## WORK REQUEST
Render every line of the records as one string in a JSON list, leaving out blank lines.

Extracted records:
---

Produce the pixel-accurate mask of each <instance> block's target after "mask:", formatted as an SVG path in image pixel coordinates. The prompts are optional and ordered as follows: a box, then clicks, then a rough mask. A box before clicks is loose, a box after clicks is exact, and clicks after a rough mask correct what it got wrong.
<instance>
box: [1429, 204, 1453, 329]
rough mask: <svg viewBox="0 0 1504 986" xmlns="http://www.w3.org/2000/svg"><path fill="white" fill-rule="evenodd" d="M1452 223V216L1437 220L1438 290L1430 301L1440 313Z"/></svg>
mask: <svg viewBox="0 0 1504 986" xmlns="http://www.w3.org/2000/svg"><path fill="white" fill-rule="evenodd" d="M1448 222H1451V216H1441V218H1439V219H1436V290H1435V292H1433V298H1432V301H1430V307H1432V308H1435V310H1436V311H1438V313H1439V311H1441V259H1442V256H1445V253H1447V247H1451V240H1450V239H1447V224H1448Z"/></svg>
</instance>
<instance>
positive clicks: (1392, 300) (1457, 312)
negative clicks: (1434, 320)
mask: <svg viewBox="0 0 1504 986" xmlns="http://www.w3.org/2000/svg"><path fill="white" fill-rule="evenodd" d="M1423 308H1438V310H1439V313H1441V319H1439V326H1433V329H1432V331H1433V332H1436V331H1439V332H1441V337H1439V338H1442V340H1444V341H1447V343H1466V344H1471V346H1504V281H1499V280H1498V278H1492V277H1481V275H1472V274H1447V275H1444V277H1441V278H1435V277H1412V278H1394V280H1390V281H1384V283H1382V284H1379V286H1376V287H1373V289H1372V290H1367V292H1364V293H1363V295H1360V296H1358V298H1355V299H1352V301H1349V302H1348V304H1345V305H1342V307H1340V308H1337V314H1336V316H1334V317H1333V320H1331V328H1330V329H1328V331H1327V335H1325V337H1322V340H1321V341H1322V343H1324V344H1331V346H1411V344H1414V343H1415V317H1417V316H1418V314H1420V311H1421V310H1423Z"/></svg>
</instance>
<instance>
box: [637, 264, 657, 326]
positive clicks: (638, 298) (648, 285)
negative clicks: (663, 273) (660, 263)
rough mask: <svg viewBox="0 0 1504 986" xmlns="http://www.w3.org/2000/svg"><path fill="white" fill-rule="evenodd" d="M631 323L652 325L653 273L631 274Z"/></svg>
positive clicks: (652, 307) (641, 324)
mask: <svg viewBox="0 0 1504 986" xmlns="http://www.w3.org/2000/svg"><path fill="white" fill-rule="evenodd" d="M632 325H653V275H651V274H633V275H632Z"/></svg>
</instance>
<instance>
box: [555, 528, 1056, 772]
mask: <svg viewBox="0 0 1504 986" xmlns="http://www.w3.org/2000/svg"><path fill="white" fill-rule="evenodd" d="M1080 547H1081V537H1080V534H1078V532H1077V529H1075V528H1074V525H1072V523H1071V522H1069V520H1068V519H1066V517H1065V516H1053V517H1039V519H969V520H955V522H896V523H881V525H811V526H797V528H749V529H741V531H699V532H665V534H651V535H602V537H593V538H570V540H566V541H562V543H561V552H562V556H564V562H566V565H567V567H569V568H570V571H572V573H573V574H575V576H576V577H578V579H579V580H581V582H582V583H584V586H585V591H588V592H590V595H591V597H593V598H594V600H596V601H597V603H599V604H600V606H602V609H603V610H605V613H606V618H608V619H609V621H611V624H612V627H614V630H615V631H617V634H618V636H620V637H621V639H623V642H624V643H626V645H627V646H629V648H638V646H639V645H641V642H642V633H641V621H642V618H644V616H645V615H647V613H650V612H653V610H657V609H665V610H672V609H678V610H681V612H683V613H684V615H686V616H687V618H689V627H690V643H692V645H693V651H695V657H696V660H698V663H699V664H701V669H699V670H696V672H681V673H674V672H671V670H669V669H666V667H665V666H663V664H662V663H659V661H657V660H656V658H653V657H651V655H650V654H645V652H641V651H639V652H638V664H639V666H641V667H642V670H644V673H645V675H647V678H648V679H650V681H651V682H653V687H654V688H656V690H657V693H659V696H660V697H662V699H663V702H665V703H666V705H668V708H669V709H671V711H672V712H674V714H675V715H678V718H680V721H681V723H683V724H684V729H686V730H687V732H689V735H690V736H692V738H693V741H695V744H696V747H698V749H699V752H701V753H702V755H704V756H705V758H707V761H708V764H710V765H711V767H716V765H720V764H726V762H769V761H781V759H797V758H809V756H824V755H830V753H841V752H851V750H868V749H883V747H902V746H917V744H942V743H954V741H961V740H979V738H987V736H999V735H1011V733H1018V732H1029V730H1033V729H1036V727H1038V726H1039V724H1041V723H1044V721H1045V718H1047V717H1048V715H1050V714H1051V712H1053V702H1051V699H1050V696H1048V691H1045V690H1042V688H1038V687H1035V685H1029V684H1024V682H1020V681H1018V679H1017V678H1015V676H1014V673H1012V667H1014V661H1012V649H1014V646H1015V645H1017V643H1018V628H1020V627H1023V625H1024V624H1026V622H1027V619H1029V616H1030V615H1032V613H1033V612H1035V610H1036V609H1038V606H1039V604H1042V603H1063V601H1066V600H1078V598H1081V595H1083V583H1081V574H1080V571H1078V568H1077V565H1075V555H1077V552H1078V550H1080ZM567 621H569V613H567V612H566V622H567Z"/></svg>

---

## EXERCISE RESPONSE
[
  "Produce the pixel-accurate mask of each <instance> block's target after \"mask:\", formatted as an SVG path in image pixel coordinates. The prompts are optional and ordered as follows: a box, then clicks, then a rough mask. A box before clicks is loose, a box after clicks is exact, and clicks after a rough mask correct what it got wrong.",
  "<instance>",
  "box: [1429, 204, 1453, 329]",
  "rough mask: <svg viewBox=\"0 0 1504 986\" xmlns=\"http://www.w3.org/2000/svg\"><path fill=\"white\" fill-rule=\"evenodd\" d=\"M1452 223V216L1437 220L1438 290L1430 301L1440 313Z\"/></svg>",
  "mask: <svg viewBox=\"0 0 1504 986\" xmlns=\"http://www.w3.org/2000/svg\"><path fill=\"white\" fill-rule=\"evenodd\" d=\"M1448 222H1451V216H1441V218H1439V219H1436V290H1435V292H1433V298H1432V301H1430V307H1432V308H1435V310H1436V311H1438V313H1439V311H1441V259H1442V256H1445V253H1447V247H1451V240H1450V239H1447V224H1448Z\"/></svg>",
  "</instance>",
  "<instance>",
  "positive clicks: (1392, 300) (1457, 312)",
  "negative clicks: (1434, 320)",
  "mask: <svg viewBox=\"0 0 1504 986\" xmlns=\"http://www.w3.org/2000/svg\"><path fill=\"white\" fill-rule=\"evenodd\" d=\"M1423 308H1438V310H1439V313H1441V319H1439V326H1433V329H1432V331H1433V332H1436V331H1439V332H1441V337H1439V338H1442V340H1444V341H1447V343H1466V344H1471V346H1504V281H1499V280H1498V278H1492V277H1481V275H1472V274H1447V275H1444V277H1441V278H1435V277H1412V278H1394V280H1390V281H1384V283H1382V284H1379V286H1376V287H1373V289H1372V290H1367V292H1364V293H1363V295H1360V296H1358V298H1355V299H1352V301H1349V302H1348V304H1345V305H1342V307H1340V308H1337V314H1336V316H1334V317H1333V320H1331V328H1330V329H1328V331H1327V335H1325V337H1322V340H1321V341H1322V343H1324V344H1331V346H1411V344H1414V343H1415V317H1417V316H1418V314H1420V311H1421V310H1423Z\"/></svg>",
  "</instance>",
  "<instance>",
  "box: [637, 264, 657, 326]",
  "positive clicks: (638, 298) (648, 285)",
  "negative clicks: (663, 273) (660, 263)",
  "rough mask: <svg viewBox=\"0 0 1504 986\" xmlns=\"http://www.w3.org/2000/svg\"><path fill=\"white\" fill-rule=\"evenodd\" d=\"M631 323L652 325L653 273L631 274Z\"/></svg>",
  "positive clicks: (652, 307) (641, 324)",
  "mask: <svg viewBox=\"0 0 1504 986\" xmlns=\"http://www.w3.org/2000/svg\"><path fill=\"white\" fill-rule=\"evenodd\" d=\"M632 325H653V275H651V274H633V275H632Z\"/></svg>",
  "</instance>",
  "<instance>",
  "box: [555, 528, 1056, 772]",
  "mask: <svg viewBox=\"0 0 1504 986\" xmlns=\"http://www.w3.org/2000/svg\"><path fill=\"white\" fill-rule=\"evenodd\" d=\"M1080 547H1081V537H1080V534H1078V532H1077V529H1075V528H1074V525H1072V523H1071V522H1069V520H1068V519H1066V517H1065V516H1053V517H1039V519H969V520H955V522H896V523H881V525H811V526H797V528H749V529H741V531H699V532H665V534H651V535H602V537H593V538H570V540H566V541H562V543H561V552H562V556H564V562H566V565H567V567H569V568H570V571H572V573H573V574H575V576H576V577H578V579H579V580H581V582H582V583H584V586H585V591H588V592H590V595H591V597H593V598H594V600H596V601H597V603H599V604H600V606H602V609H603V610H605V613H606V618H608V619H609V621H611V624H612V627H614V630H615V631H617V634H618V636H620V637H621V639H623V642H624V643H626V645H627V646H629V648H638V646H639V645H641V642H642V633H641V621H642V618H644V616H645V615H647V613H650V612H653V610H657V609H665V610H672V609H678V610H681V612H683V613H684V615H686V616H687V618H689V627H690V643H692V645H693V651H695V657H696V660H698V663H699V664H701V669H699V670H696V672H681V673H674V672H671V670H669V669H666V667H665V666H663V664H662V663H659V661H657V660H656V658H653V657H651V655H650V654H645V652H641V651H639V652H638V664H639V666H641V667H642V670H644V673H645V675H647V678H648V679H650V681H651V682H653V687H654V688H656V690H657V693H659V696H660V697H662V699H663V702H665V703H666V705H668V708H669V709H671V711H672V712H674V714H675V715H678V718H680V721H681V723H683V724H684V729H686V730H687V732H689V735H690V736H692V738H693V741H695V744H696V747H698V749H699V752H701V753H702V755H704V756H705V758H707V761H708V764H710V765H711V767H716V765H720V764H726V762H769V761H781V759H797V758H809V756H824V755H830V753H841V752H851V750H868V749H883V747H902V746H917V744H942V743H954V741H961V740H979V738H987V736H999V735H1011V733H1018V732H1029V730H1033V729H1036V727H1038V726H1039V724H1041V723H1044V721H1045V718H1047V717H1048V715H1050V714H1051V712H1053V702H1051V699H1050V696H1048V691H1045V690H1042V688H1038V687H1035V685H1029V684H1024V682H1020V681H1018V679H1017V678H1015V676H1014V673H1012V667H1014V661H1012V649H1014V646H1015V645H1017V643H1018V628H1020V627H1023V625H1024V624H1026V622H1027V619H1029V616H1030V615H1032V613H1033V612H1035V610H1036V609H1038V606H1039V604H1042V603H1063V601H1066V600H1078V598H1081V595H1083V583H1081V574H1080V571H1078V568H1077V565H1075V555H1077V552H1078V550H1080ZM567 621H569V613H567V612H566V622H567Z\"/></svg>"
]